Selected passage
Marine Le Pen has assembled the West's largest, most successful anti-immigration and anti-globalist party, by playing down its racist roots.
Marine Le Pen National Front

In an early chapter of Michel Houllebecq’s best-selling novel Soumission, the laconic, alienated but professionally successful narrator (François, an expert on the 19th-century Catholic writer Huysmans) explains his lack of interest in French contemporary politics. “A center-left candidate is elected, and governs for one or two terms depending on his degree of charisma; for obscure reasons he is never elected to a third term. The populace tires of the candidate and more generally of the center-left, and one observes the phenomenon of alternance démocratique, and the electors bring the center-right to power, for one or two terms depending on the individual candidate. Oddly enough, the Western countries were extremely proud of this system which was in effect nothing more than the sharing of power between two rival gangs, and occasionally started wars to impose it on countries which didn’t share their enthusiasm.”

As readers of the novel or its reviews are aware, this system was soon to be upended in France—yielding an election in which the much-reviled nationalist-populist, right-wing National Front presidential candidate faced off against a politically agile and globally ambitious Muslim, the son of an immigrant grocer and a graduate of the top French administrative and political school, who had bested his center-left rival in the French version of the primary election. Such a disruption was inevitable, as Houellebecq’s narrator points out in one of his sociological asides, as the demographic and social system which served as the foundation of alternance démocratique was gradually rotting away at its foundations. The patriarchy of previous generations, for all its constraints on individual autonomy, had at least the benefit of being able to reproduce itself, yielding families, which reproduced children and created new families, which reproduced families, for century after century. Post-1968 France, not so much.

France is probably still an election cycle or two away from the political scenarios sketched out in Soumission. But one element of the Houllebecq scenario has already come to pass, at least in part. The Front National has become the largest and most interesting element in the political conversation. A visitor to Paris is struck almost immediately by the fact that virtually all the political commentary seems to be about Marine Le Pen and the party she inherited from her father and is trying to transform. Both because the National Front has a past as an extremist party, and because it threatens the alternance democratique as sketched out by Houellebecq, nine-tenths of the commentary falls on a continuum between the mildly hostile and the rabidly negative. Nonetheless, the party—a marginal political group 40 years ago—has grown. In the first round of last week’s departmental elections—local elections for positions about which very few people understand the actual responsibilities—the National Front produced a very respectable 25 percent score, exceeded by the center-right coalition party of former president Nicholas Sarkozy but comfortably ahead of the ruling socialists. The vote total equaled the FN’s score in the European legislative elections last year, which was considered a major breakthrough. Four years ago, the FN scored 15 percent in the local elections, so the FN can point to a clear and seemingly unambiguous rise towards major party status.

Stored rows
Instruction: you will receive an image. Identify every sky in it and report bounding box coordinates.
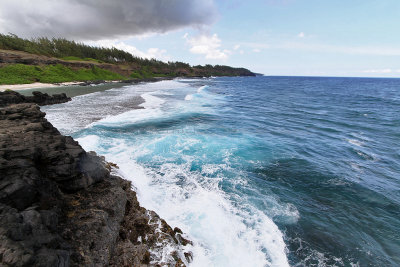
[0,0,400,77]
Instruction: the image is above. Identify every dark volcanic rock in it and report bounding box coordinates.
[0,103,190,266]
[0,90,71,107]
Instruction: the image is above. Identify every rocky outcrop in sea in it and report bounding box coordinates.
[0,90,71,107]
[0,94,192,266]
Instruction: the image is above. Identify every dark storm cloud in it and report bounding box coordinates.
[0,0,216,40]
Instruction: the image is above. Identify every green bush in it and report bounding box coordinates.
[0,64,126,84]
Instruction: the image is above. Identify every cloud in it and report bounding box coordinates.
[233,45,240,50]
[86,40,171,62]
[0,0,217,40]
[184,33,231,59]
[278,42,400,56]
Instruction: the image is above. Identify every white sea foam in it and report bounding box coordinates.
[69,80,290,266]
[197,85,208,93]
[185,95,193,101]
[346,139,364,147]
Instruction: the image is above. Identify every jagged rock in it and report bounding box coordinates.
[0,90,71,107]
[0,103,191,266]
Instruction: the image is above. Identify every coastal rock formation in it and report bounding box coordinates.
[0,90,71,107]
[0,100,192,266]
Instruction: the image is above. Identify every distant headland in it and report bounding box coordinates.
[0,34,256,85]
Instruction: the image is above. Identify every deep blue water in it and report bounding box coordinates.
[45,77,400,266]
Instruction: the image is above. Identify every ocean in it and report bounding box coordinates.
[42,77,400,266]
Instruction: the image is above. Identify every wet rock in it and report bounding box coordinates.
[0,90,71,107]
[0,103,191,266]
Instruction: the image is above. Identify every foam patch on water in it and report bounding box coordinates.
[64,78,290,266]
[78,137,288,266]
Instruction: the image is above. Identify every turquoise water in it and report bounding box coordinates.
[45,77,400,266]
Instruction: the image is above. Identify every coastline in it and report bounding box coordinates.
[0,89,192,267]
[0,82,79,92]
[0,77,171,92]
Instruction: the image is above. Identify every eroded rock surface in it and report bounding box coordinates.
[0,90,71,107]
[0,103,192,266]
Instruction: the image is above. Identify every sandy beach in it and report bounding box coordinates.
[0,82,82,92]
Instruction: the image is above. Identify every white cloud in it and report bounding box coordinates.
[184,33,231,59]
[87,40,171,62]
[278,42,400,56]
[0,0,218,41]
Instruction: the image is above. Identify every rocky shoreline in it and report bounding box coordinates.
[0,92,192,266]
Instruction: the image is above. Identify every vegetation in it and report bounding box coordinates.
[0,34,254,84]
[0,64,124,84]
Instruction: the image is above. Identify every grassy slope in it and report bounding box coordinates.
[0,64,125,84]
[0,34,255,84]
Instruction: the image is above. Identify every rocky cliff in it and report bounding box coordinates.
[0,90,71,107]
[0,96,192,266]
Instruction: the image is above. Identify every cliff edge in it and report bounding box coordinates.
[0,96,192,266]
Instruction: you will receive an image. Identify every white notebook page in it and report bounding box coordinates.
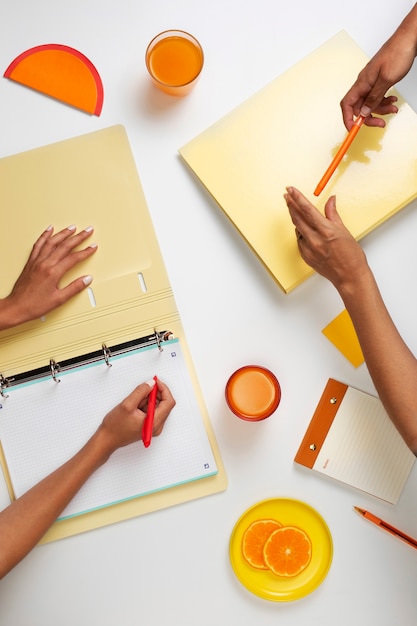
[313,387,415,504]
[0,340,217,519]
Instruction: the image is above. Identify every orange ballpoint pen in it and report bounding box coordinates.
[314,115,365,196]
[142,376,158,448]
[353,506,417,549]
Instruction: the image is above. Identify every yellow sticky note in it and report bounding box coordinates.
[179,31,417,293]
[322,309,365,367]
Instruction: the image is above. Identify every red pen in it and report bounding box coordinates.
[353,506,417,548]
[142,376,158,448]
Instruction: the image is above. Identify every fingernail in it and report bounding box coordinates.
[360,106,372,117]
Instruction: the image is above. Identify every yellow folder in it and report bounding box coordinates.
[0,126,227,541]
[179,31,417,292]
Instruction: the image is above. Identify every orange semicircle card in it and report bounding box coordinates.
[4,44,103,115]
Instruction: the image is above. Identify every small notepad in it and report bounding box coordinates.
[294,379,415,504]
[0,339,218,519]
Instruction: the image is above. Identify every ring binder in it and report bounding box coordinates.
[101,343,112,367]
[0,328,173,398]
[49,359,61,383]
[0,374,13,398]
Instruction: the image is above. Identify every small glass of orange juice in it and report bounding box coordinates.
[145,30,204,96]
[226,365,281,422]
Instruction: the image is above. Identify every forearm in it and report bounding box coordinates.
[0,429,111,578]
[339,268,417,453]
[394,4,417,48]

Work to do
1 - Answer these questions about the article on Marine Le Pen and the National Front:
(a) Which writer is the narrator of Soumission an expert on?
(b) In the novel's election, what was the occupation of the Muslim candidate's father?
(c) What share of the vote did the National Front win in the local elections four years ago?
2 - Carry on the article about Marine Le Pen and the National Front, starting after its last sentence.
The data has no connection to the article on Marine Le Pen and the National Front.

Final results
1 -
(a) The 19th-century Catholic writer Huysmans.
(b) He was an immigrant grocer.
(c) 15 percent.

2 -
This is the legacy of Marine Le Pen, since 2011 the FN’s president. She is in her mid-40s, twice divorced, three kids, attractive and charismatic with a straightforward manner. She has the look of a woman who may have partied more than studied in her youth, with the husky voice of someone who has smoked her share of cigarettes. She possesses some odd political talents. A regular and quite justified complaint made by the FN is that the center-right only talks about immigration as an issue during the run-up to elections; in power (and Sarkozy or his predecessors have been in power a lot in the past 30 years) the center-right does absolutely nothing to address an issue which, in the opinion of some, has the potential to bring to an end France as an historic and cultural entity. The most recent campaign was no exception: suddenly, days before the election, French TV screens filled with Sarkozy-aligned candidates demanding, in a transparently anti-Muslim gesture, the end to the serving of pork-free meals in school cafeterias. Several years ago, when Marine Le Pen was in the process of emerging as the major public figure of the FN, a TV interviewer asked her about a similar rise in Sarkozyite anti-immigrant rhetoric. She paused, smiled into the camera, and broke into an effective rendition the song “It’s Only Words” by the late and much beloved Franco-Egyptian torch singer Dalida.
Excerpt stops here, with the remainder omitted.